(EXTRACT)

Thursday, October 9, 2014

[GOTHAM] Episode 3 Review

Two things are going to happen here in my review for Gotham's latest episode The Balloonman. First, I'm going to discuss the plot which I think was importantly thematic for this episode. Next, I'll tackle the four central characters which were developed alongside the narrative. Everything else (such as the characters that only got minor attention during the episode) will come last. 

As always, I'm going to start with my overall assessment.


Unlike the first two episodes which were creating, finding and experimenting with their respective rhythm and tonality, this third instalment finally tried to establish its focus with a more purposeful sense of direction. Sure, there were still some awkwardly paced moments and scenes but as a sum of its parts, I believe it worked better for the story it was trying to tell and the message it hoped to impart by the end of the episode. The important thing to remember about Gotham as a show in general is that it's usually a trial-and-error sort of thing. It has this ironic ability to take a few steps forward with one aspect and a few steps backwards with another which I believe will continue to be an unavoidable pitfall because this show has multiple subplots and characters that must have enough screen time per episode. This also means that the story/stories themselves may not always have a chance to breathe in between scenes. Still, if you're a casual viewer who doesn't feel the need to dissect and question every creative direction made in the show so far then you're lucky. My reviews shouldn't lessen your enjoyment and liking for this show because that's not the point of writing them in the first place.

(EXTRACTED ENTRIES)
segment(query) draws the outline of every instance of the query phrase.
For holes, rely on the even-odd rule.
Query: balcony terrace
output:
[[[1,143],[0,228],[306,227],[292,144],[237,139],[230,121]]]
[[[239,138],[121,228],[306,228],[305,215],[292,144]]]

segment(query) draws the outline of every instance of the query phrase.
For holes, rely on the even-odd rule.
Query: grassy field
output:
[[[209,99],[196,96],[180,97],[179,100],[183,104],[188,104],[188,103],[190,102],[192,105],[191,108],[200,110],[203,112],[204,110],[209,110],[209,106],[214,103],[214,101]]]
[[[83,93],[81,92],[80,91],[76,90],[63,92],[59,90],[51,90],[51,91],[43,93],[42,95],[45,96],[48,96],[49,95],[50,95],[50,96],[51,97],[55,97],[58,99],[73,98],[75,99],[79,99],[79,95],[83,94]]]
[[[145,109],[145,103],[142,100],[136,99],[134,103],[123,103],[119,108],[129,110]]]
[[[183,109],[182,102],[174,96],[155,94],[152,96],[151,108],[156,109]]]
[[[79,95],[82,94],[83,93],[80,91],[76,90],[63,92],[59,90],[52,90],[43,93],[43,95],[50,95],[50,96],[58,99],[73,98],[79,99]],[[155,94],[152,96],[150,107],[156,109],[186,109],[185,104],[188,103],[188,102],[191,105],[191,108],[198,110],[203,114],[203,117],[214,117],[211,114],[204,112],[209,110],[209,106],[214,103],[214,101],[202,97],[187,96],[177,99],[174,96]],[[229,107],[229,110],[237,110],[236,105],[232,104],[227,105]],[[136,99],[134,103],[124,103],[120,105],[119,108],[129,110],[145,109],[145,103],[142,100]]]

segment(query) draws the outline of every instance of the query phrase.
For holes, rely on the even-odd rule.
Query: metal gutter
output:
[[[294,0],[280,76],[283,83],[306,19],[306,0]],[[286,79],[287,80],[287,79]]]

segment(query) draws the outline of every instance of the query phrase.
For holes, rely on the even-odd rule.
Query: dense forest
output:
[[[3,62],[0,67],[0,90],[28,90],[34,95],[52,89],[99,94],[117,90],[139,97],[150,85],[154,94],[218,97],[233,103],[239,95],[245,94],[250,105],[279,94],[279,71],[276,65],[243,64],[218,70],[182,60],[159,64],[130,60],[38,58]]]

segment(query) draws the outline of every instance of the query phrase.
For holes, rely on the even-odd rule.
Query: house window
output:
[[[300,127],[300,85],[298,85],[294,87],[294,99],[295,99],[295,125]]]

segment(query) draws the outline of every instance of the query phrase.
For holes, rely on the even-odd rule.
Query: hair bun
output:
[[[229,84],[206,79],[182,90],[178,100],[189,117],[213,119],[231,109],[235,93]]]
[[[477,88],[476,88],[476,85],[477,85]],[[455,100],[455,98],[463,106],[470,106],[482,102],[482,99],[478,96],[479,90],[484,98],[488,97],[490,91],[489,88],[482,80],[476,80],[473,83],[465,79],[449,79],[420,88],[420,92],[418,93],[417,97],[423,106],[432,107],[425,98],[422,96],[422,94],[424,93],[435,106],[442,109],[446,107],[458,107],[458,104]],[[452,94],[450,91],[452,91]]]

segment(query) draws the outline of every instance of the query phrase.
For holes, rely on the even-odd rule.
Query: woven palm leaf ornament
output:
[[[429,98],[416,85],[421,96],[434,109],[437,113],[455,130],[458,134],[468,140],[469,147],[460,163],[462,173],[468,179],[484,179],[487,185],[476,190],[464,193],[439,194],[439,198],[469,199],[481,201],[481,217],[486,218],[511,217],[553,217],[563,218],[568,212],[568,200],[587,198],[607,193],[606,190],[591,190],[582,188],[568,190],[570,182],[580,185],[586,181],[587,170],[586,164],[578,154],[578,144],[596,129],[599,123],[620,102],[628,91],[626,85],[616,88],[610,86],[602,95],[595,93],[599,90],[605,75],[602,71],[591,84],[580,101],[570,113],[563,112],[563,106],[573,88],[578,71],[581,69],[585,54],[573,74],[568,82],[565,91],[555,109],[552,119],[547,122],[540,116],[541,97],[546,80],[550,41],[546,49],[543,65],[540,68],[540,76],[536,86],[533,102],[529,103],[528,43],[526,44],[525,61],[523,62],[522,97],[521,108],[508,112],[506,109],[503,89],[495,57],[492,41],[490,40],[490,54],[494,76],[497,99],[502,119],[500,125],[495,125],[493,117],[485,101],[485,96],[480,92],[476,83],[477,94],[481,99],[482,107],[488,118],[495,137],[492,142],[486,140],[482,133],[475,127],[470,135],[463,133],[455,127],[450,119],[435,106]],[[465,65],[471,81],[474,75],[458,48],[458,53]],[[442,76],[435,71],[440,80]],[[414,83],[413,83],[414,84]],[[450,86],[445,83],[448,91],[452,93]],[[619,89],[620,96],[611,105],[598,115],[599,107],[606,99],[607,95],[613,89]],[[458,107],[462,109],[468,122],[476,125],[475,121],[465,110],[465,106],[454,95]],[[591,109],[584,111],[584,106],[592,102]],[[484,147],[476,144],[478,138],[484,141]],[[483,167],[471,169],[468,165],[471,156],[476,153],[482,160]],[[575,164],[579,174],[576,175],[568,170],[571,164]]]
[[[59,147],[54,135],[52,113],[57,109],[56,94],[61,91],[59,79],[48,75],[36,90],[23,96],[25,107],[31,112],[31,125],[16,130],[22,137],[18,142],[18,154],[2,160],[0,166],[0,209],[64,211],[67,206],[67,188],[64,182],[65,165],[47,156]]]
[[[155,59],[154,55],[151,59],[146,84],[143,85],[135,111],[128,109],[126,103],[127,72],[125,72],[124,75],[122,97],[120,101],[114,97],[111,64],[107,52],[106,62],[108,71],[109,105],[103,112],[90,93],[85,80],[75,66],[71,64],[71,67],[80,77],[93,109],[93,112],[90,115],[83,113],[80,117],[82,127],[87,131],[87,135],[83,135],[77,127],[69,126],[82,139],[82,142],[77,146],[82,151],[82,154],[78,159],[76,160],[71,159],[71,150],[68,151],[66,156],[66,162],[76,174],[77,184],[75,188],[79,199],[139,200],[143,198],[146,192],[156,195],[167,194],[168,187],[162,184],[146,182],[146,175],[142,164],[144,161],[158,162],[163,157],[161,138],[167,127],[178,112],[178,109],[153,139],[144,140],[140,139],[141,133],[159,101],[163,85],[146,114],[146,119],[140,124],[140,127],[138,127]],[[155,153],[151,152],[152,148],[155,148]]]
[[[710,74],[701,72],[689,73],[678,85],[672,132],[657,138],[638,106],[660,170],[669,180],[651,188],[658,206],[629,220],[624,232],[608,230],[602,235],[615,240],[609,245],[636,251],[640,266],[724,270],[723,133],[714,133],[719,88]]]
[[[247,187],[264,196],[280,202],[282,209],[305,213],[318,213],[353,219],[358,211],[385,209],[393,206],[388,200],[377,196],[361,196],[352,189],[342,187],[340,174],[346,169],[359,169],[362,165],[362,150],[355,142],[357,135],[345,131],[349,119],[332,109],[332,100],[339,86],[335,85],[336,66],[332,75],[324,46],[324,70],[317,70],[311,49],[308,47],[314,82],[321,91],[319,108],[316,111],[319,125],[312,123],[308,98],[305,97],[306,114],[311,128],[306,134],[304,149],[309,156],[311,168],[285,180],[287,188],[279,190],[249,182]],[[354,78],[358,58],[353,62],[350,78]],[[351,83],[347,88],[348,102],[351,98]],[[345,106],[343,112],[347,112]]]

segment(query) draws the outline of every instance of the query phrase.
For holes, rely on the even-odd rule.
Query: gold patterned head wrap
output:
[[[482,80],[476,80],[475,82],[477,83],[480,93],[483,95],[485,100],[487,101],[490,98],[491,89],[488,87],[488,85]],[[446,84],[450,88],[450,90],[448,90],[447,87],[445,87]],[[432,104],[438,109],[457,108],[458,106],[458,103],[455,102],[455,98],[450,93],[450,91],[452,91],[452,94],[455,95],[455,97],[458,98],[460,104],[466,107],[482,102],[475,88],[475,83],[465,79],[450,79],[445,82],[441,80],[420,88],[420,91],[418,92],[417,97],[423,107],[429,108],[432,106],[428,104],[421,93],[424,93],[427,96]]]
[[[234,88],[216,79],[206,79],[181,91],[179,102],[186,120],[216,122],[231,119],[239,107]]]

(GOAL A)
Do these statements agree with the Gotham review? Answer yes or no for each, and quote the words of the review that decide it.
(i) The reviewer says the third episode tried to set its focus with a clearer sense of direction.
(ii) The reviewer plans to talk about the characters who got only minor attention before the four central characters.
(iii) The reviewer says the episode was free of awkwardly paced moments.
(GOAL B) Pick up the Gotham episode review after its last sentence and keep writing it.

(TASK RESULT A)
(i) Yes: "this third instalment finally tried to establish its focus with a more purposeful sense of direction"
(ii) No: "Everything else (such as the characters that only got minor attention during the episode) will come last."
(iii) No: "Sure, there were still some awkwardly paced moments and scenes"

(TASK RESULT B)
I have never been this emotionally invested on a comic book show before as I am with Gotham because it's the universe Batman will operate in someday and I am inherently curious about this adaptation. Just the fact that we have a serialized show about a fictional city from a comic book and an entertaining and complex array of its characters being portrayed by capable actors is for me already a dazzling achievement. Still, since I'm writing these reviews, I can't treat every episode 'lackadaisically' (as Gordon once put it). Gotham is still on its way to find its distinct voice and I understand the difficulty in that. Unlike other shows based on comic books such as Smallville, Arrow and even Agents of S.H.I.E.L.D, this show does not have the privilege of having a central figure superhero or team that will drive the course of events in it narrative framework. Gotham is about the city itself and therein lies the challenge and the danger of the show. This latest episode proves that Gotham has a long way to go but the potentials it has are incredibly compelling and thrilling to explore. Though the showrunner, writer and actors are still testing the waters on how to portray their story and roles on screen, I feel that they do understand and enjoy what they are doing with the material, and that's what matters. With that said, let's start talking about the plot and theme of this episode.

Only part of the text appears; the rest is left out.